Texte →
========
Les fichiers de l’État, et les moyens d’y accéder
L’État collecte et exploite de plus en plus de données sur les citoyens. C’est une bonne chose car cela permet un meilleur traitement administratif, simplifie la gestion des ressources publiques, et d’une façon générale améliore la productivité tout en offrant davantage de possibilités. Mais l’État multiplie également le fichage des citoyens pour des raisons invoquées de sécurité; et le contrôle du contenu de ces derniers est difficile car ils ne sont pas publics, là encore pour des raisons invoquées de sécurité.
La loi prévoit malgré tout un regard possible — mais restreint — des citoyens sur ces données qui les concernent. L’accès se fait au travers de la CNIL, qui est la seule autorité pouvant alors agir au nom des citoyens qui la saisissent. Problème : la CNIL est tout sauf réactive et ouverte au publique.
J’ai commencé une — longue — démarche pour accéder au contenu de ces fameux fichiers à accès restreint, et comme prévu cela ne se passe pas très bien.
========
Enregistrements fournis →
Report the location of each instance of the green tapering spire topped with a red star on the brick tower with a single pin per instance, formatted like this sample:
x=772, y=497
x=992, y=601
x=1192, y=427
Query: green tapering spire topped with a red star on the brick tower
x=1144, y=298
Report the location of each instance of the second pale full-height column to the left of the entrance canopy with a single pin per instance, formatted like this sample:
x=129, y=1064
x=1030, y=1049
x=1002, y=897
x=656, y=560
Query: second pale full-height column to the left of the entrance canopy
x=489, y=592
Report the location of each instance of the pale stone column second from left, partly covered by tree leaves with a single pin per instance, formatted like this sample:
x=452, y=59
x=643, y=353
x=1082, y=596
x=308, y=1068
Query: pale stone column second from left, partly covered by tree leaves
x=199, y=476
========
Tâche à réaliser →
Résumez en deux phrases le texte sur les fichiers de l'État.

Résultat →
L'État collecte de plus en plus de données sur les citoyens, ce qui améliore le traitement administratif, mais il multiplie aussi, au nom de la sécurité, des fichiers non publics dont le contenu est difficile à contrôler. La loi offre aux citoyens un accès restreint à ces données par la seule CNIL, jugée peu réactive, et la longue démarche d'accès entreprise dans le texte se passe mal.